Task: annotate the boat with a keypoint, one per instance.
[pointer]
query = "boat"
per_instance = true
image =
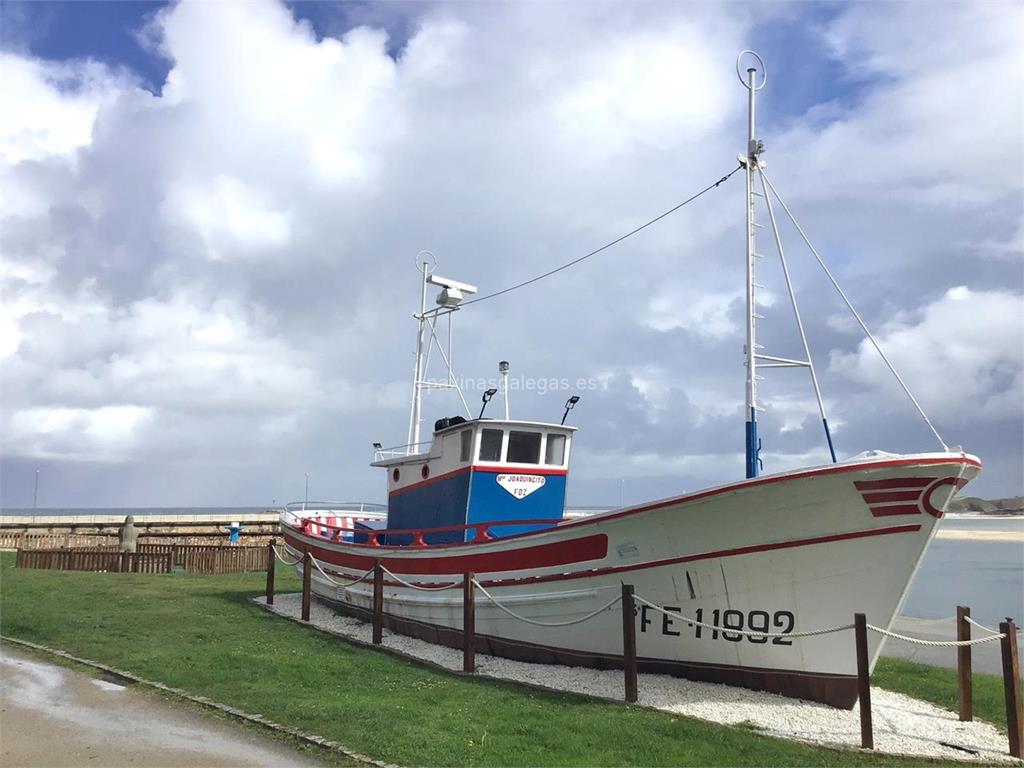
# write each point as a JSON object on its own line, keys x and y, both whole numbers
{"x": 331, "y": 519}
{"x": 782, "y": 554}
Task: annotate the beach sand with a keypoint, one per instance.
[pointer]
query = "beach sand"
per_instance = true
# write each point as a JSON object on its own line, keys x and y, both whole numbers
{"x": 52, "y": 716}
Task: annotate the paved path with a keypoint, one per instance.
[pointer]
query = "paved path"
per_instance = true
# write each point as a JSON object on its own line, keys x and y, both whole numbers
{"x": 51, "y": 716}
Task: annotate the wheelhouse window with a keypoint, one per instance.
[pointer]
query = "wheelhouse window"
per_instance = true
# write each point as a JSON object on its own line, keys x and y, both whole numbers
{"x": 491, "y": 445}
{"x": 555, "y": 451}
{"x": 524, "y": 448}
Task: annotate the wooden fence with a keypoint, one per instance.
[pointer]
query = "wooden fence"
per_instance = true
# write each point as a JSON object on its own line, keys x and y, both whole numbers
{"x": 150, "y": 558}
{"x": 11, "y": 540}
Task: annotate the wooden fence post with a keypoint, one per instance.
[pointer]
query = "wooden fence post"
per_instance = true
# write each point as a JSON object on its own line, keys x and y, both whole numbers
{"x": 629, "y": 643}
{"x": 468, "y": 624}
{"x": 307, "y": 573}
{"x": 863, "y": 681}
{"x": 965, "y": 683}
{"x": 378, "y": 602}
{"x": 1012, "y": 686}
{"x": 270, "y": 562}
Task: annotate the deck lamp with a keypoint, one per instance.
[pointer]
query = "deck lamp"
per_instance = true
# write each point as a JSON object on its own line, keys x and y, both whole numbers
{"x": 569, "y": 404}
{"x": 486, "y": 398}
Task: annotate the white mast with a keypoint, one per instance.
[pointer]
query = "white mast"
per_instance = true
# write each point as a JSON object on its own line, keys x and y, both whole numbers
{"x": 448, "y": 301}
{"x": 754, "y": 166}
{"x": 424, "y": 258}
{"x": 750, "y": 164}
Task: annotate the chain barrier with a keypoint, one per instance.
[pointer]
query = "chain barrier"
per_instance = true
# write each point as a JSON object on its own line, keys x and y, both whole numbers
{"x": 747, "y": 633}
{"x": 337, "y": 582}
{"x": 332, "y": 580}
{"x": 935, "y": 643}
{"x": 989, "y": 630}
{"x": 403, "y": 583}
{"x": 569, "y": 623}
{"x": 281, "y": 557}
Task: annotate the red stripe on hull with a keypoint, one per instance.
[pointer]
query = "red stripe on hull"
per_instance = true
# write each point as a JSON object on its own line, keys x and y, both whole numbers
{"x": 892, "y": 483}
{"x": 516, "y": 559}
{"x": 895, "y": 509}
{"x": 892, "y": 496}
{"x": 544, "y": 556}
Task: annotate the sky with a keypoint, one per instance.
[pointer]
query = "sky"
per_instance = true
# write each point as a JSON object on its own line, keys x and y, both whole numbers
{"x": 210, "y": 214}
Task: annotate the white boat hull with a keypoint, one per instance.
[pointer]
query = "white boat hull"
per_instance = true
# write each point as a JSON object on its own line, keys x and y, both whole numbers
{"x": 785, "y": 553}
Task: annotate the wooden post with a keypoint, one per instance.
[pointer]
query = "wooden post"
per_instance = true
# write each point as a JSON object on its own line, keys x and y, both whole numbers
{"x": 307, "y": 573}
{"x": 965, "y": 684}
{"x": 468, "y": 624}
{"x": 270, "y": 562}
{"x": 1012, "y": 687}
{"x": 629, "y": 643}
{"x": 863, "y": 681}
{"x": 378, "y": 602}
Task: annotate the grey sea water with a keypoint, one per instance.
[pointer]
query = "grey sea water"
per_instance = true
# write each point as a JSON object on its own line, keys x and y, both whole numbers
{"x": 988, "y": 576}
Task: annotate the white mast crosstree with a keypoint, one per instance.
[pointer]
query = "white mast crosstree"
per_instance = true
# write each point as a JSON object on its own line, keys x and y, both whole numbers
{"x": 755, "y": 358}
{"x": 449, "y": 298}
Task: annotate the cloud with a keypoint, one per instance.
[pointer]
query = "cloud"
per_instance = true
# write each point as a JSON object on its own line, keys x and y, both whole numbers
{"x": 963, "y": 355}
{"x": 227, "y": 263}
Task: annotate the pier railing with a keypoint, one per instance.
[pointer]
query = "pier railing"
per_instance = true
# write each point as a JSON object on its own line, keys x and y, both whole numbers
{"x": 631, "y": 602}
{"x": 148, "y": 558}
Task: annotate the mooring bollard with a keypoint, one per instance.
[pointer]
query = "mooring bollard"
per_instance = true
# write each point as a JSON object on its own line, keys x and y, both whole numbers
{"x": 629, "y": 643}
{"x": 965, "y": 683}
{"x": 468, "y": 624}
{"x": 270, "y": 563}
{"x": 1012, "y": 686}
{"x": 307, "y": 574}
{"x": 378, "y": 602}
{"x": 863, "y": 681}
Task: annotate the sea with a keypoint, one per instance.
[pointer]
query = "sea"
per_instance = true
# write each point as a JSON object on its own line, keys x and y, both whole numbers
{"x": 985, "y": 572}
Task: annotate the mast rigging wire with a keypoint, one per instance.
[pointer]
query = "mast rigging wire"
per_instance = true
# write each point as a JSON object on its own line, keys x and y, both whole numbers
{"x": 855, "y": 313}
{"x": 605, "y": 247}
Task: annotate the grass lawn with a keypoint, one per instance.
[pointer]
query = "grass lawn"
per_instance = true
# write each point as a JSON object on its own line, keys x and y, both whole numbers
{"x": 201, "y": 633}
{"x": 938, "y": 685}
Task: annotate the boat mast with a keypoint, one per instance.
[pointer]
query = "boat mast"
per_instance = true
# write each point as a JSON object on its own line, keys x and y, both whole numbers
{"x": 426, "y": 267}
{"x": 451, "y": 296}
{"x": 750, "y": 164}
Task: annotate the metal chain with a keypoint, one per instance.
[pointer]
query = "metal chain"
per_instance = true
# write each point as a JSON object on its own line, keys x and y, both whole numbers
{"x": 569, "y": 623}
{"x": 403, "y": 583}
{"x": 747, "y": 633}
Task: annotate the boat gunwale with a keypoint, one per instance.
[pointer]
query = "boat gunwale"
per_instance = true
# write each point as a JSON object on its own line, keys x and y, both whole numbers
{"x": 829, "y": 469}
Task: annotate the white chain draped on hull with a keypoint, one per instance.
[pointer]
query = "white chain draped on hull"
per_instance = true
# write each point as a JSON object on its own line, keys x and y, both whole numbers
{"x": 783, "y": 554}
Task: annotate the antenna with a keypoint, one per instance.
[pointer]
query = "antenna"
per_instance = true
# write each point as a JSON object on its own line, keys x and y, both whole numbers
{"x": 485, "y": 399}
{"x": 754, "y": 147}
{"x": 755, "y": 167}
{"x": 503, "y": 369}
{"x": 569, "y": 404}
{"x": 449, "y": 299}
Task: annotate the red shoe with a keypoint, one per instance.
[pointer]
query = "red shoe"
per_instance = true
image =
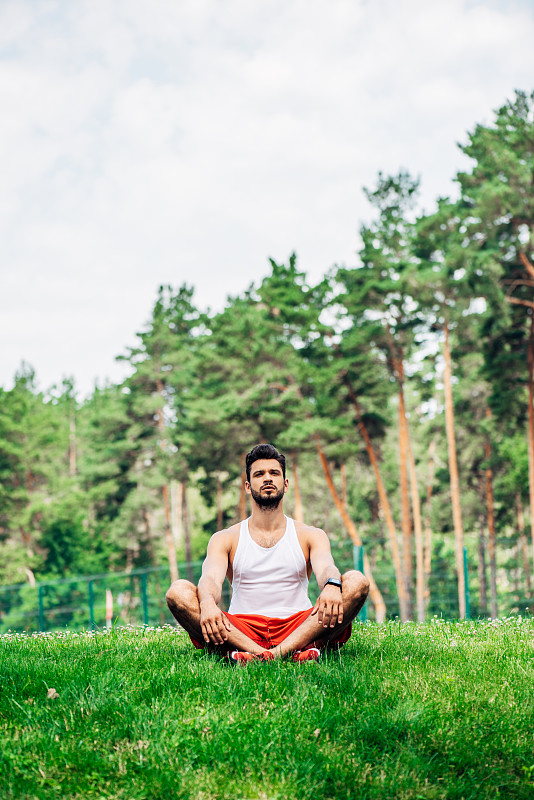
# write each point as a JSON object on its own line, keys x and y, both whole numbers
{"x": 242, "y": 657}
{"x": 312, "y": 654}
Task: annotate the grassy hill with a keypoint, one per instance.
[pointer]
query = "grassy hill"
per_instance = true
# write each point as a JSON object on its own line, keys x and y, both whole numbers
{"x": 443, "y": 710}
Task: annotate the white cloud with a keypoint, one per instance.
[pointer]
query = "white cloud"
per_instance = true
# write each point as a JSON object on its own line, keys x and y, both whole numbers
{"x": 189, "y": 141}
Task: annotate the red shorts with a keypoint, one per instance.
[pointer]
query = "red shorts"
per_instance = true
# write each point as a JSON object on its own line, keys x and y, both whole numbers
{"x": 270, "y": 631}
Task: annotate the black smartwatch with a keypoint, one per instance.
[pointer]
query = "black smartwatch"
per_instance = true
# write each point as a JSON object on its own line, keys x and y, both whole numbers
{"x": 334, "y": 582}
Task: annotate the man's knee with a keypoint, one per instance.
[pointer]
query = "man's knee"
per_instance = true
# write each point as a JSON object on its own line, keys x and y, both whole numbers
{"x": 355, "y": 586}
{"x": 181, "y": 594}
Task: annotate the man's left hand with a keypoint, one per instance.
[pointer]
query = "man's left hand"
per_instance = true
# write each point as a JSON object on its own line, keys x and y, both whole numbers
{"x": 329, "y": 607}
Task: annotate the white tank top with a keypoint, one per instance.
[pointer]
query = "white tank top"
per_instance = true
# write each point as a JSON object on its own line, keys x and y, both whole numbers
{"x": 271, "y": 581}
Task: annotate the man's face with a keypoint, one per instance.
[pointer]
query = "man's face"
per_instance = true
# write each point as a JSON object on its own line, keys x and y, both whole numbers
{"x": 267, "y": 484}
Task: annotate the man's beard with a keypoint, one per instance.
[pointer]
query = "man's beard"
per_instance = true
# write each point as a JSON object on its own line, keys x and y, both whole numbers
{"x": 266, "y": 502}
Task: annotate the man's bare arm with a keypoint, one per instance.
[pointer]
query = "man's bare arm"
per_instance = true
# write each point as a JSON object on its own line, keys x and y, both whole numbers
{"x": 213, "y": 622}
{"x": 329, "y": 604}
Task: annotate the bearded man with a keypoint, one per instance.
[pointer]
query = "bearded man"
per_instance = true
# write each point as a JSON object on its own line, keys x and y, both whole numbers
{"x": 268, "y": 559}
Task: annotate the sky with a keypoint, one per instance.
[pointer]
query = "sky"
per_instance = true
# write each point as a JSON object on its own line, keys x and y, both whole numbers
{"x": 187, "y": 141}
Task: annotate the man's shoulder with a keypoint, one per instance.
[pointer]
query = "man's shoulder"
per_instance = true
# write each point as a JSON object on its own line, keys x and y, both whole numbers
{"x": 226, "y": 535}
{"x": 309, "y": 531}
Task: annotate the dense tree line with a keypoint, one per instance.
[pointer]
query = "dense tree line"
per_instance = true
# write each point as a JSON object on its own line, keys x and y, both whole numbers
{"x": 401, "y": 390}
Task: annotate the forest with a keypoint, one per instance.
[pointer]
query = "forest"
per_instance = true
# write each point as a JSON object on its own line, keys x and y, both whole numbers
{"x": 400, "y": 389}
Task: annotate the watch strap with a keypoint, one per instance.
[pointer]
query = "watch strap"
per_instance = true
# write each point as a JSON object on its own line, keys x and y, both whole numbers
{"x": 334, "y": 582}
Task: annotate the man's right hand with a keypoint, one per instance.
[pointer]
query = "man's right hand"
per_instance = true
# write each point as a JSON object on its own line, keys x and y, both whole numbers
{"x": 214, "y": 624}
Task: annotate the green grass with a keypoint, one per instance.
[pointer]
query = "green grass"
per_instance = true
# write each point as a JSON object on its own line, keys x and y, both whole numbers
{"x": 443, "y": 710}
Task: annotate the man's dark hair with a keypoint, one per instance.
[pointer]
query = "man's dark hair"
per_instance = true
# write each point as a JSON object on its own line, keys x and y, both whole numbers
{"x": 264, "y": 451}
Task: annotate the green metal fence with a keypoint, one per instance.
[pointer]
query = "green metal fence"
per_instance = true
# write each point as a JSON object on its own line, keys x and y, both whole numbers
{"x": 138, "y": 597}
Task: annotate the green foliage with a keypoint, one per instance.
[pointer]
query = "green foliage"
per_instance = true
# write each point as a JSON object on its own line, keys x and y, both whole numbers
{"x": 92, "y": 485}
{"x": 140, "y": 713}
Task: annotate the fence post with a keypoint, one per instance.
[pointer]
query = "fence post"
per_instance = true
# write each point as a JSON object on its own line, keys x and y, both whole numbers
{"x": 91, "y": 595}
{"x": 358, "y": 564}
{"x": 466, "y": 583}
{"x": 144, "y": 595}
{"x": 40, "y": 600}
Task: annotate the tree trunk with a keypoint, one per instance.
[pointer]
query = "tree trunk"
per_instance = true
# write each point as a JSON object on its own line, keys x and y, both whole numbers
{"x": 383, "y": 500}
{"x": 171, "y": 550}
{"x": 418, "y": 530}
{"x": 482, "y": 573}
{"x": 428, "y": 526}
{"x": 453, "y": 473}
{"x": 523, "y": 542}
{"x": 220, "y": 514}
{"x": 297, "y": 501}
{"x": 243, "y": 495}
{"x": 531, "y": 426}
{"x": 491, "y": 528}
{"x": 187, "y": 532}
{"x": 343, "y": 473}
{"x": 176, "y": 513}
{"x": 374, "y": 591}
{"x": 406, "y": 521}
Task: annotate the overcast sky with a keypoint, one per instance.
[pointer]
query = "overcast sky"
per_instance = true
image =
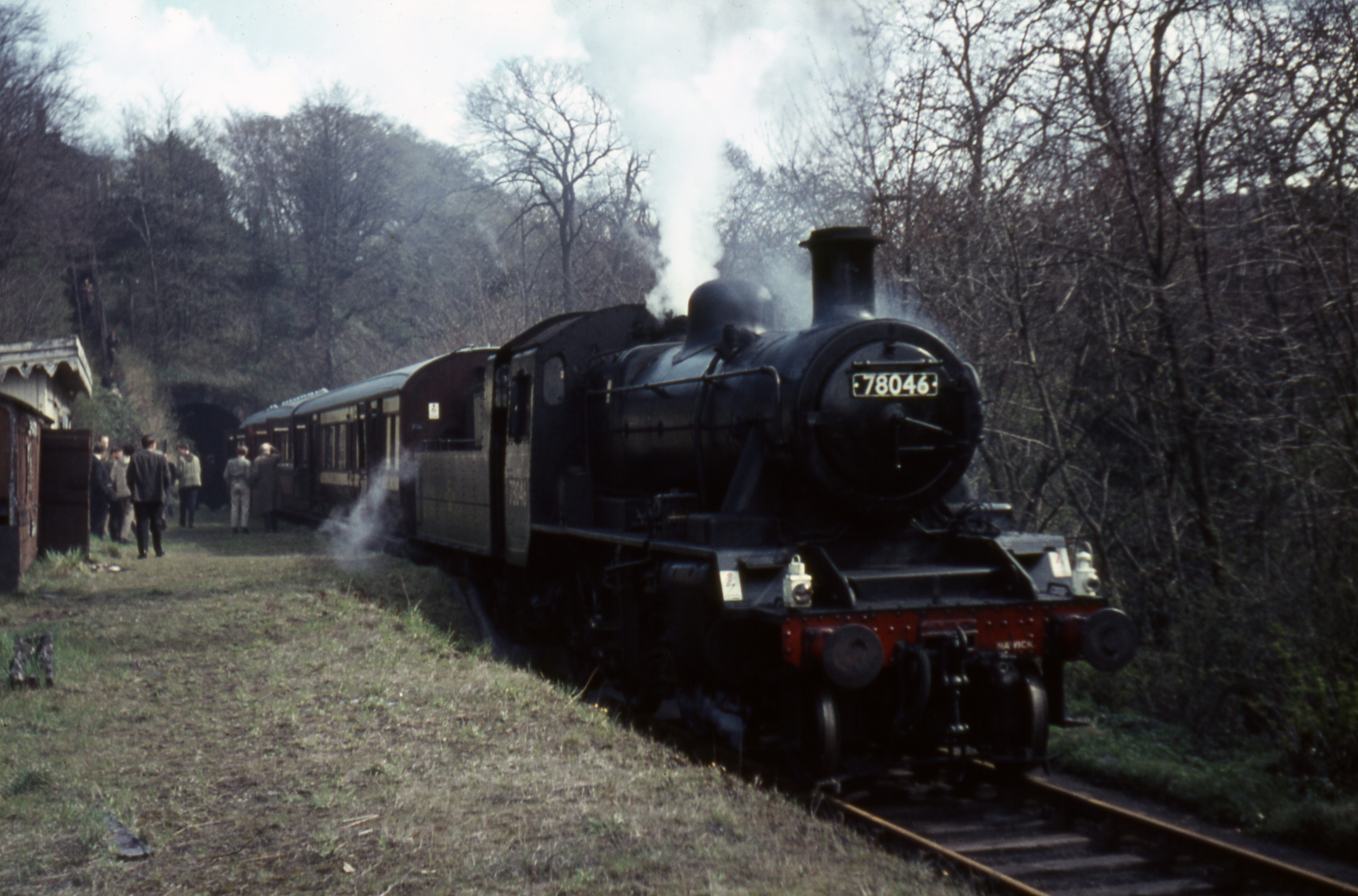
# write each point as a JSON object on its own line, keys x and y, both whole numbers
{"x": 409, "y": 58}
{"x": 686, "y": 75}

### Your goal
Write out each line above that contains the word "wooden".

### Finished exercise
Task: annotate the wooden fence with a keypoint, one per instance.
query = "wooden fence"
Task: annotate the wooden fence post with a keypoint, one per instance.
query = "wooden fence post"
Task: annotate the wooden post with a keypoint, one per instance.
query = "wooden post"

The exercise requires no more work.